**Excerpt to read**
--- START ---

U.S. Soldiers prepare Kenyan army to teach counter-IED procedures
A team of U.S. Army soldiers from Combined Joint Task Force-Horn of Africa recently concluded a month-long operation teamed with the Kenyan army to develop a counter-improvised-explosive-device training program for East African militaries.
Drawing on their own experiences and training, the three-man team partnered with soldiers from the Kenyan army to share information with four classes of service members from several East African nations including Kenya, Rwanda, Burundi, Sudan, Comoros and Uganda.
“When we first started, the student instructors didn’t know what the term IED stood for,” said U.S. Army Staff Sergeant Joshua Moore, mission commander. “But by the time we were finished, they were teaching the classes pretty much entirely on their own. We were able to sit back and only assist if needed.”
According to Moore, the initial class was comprised of 20 Kenyan soldiers, eight of whom were selected to remain at the training facility to teach their fellow Africans the curriculum. After the first week, each class was made up of about 45 soldiers from various branches of each nation’s military. Each week also saw the Kenyan instructors leading more of the instruction.

--- END ---

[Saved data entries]
--- START ---

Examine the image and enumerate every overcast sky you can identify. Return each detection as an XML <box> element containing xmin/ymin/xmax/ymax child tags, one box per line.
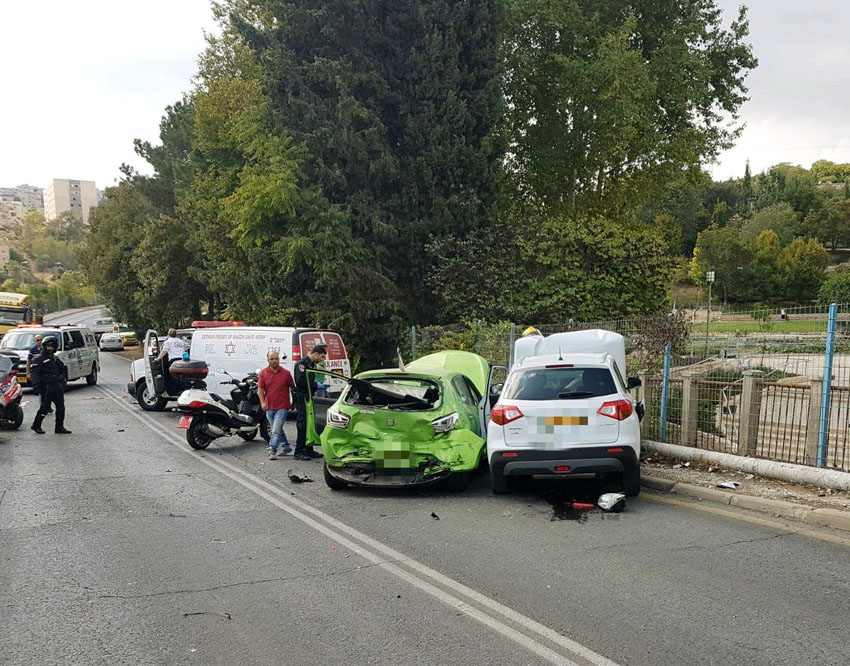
<box><xmin>0</xmin><ymin>0</ymin><xmax>850</xmax><ymax>188</ymax></box>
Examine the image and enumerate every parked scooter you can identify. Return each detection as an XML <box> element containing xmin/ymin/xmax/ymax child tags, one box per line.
<box><xmin>0</xmin><ymin>355</ymin><xmax>24</xmax><ymax>430</ymax></box>
<box><xmin>176</xmin><ymin>368</ymin><xmax>271</xmax><ymax>449</ymax></box>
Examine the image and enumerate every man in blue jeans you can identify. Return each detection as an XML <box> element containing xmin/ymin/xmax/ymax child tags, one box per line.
<box><xmin>257</xmin><ymin>350</ymin><xmax>295</xmax><ymax>460</ymax></box>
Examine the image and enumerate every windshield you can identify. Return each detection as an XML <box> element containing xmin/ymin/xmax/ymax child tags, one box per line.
<box><xmin>345</xmin><ymin>377</ymin><xmax>440</xmax><ymax>411</ymax></box>
<box><xmin>502</xmin><ymin>367</ymin><xmax>617</xmax><ymax>400</ymax></box>
<box><xmin>0</xmin><ymin>331</ymin><xmax>44</xmax><ymax>351</ymax></box>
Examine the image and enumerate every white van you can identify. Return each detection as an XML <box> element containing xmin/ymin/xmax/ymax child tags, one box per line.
<box><xmin>0</xmin><ymin>324</ymin><xmax>100</xmax><ymax>386</ymax></box>
<box><xmin>487</xmin><ymin>330</ymin><xmax>642</xmax><ymax>495</ymax></box>
<box><xmin>127</xmin><ymin>326</ymin><xmax>351</xmax><ymax>410</ymax></box>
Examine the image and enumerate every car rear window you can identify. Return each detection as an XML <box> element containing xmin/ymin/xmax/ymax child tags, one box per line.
<box><xmin>502</xmin><ymin>367</ymin><xmax>617</xmax><ymax>400</ymax></box>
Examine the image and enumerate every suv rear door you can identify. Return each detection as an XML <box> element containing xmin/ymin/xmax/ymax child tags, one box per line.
<box><xmin>500</xmin><ymin>362</ymin><xmax>622</xmax><ymax>450</ymax></box>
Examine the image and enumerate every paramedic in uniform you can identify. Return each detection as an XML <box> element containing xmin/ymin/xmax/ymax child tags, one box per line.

--- END ---

**Required work**
Proceed with the article on U.S. soldiers training the Kenyan army in counter-IED procedures, picking up after its last sentence.

**The answer**
The course, which was held at the Humanitarian Peace Support School in Nairobi, consisted of five days of learning, half of which was spent in an academic environment and the other half conducting practical exercises. Initially, the students learned to identify an improvised explosive device and took an abbreviated first aid course focusing on wounds commonly suffered in IED attacks, Moore said.
As the week progressed, the focus shifted to foot patrols and vehicle-borne operations, IED recognition, reaction procedures and basic demolition. As a culmination to the course, the students prepared and employed a small, simple explosive charge.
“The purpose of the demolition was to allow them to see how the skills they learned really do work,” Moore said.
In total 149 African service members had graduated the course. The lessons they learned could potentially save hundreds, if not thousands of lives, Moore said, adding, “In today’s warfare IEDs are becoming a huge threat because they’re extremely cheap and effective. So it’s important for every army to learn counter-IED procedures.”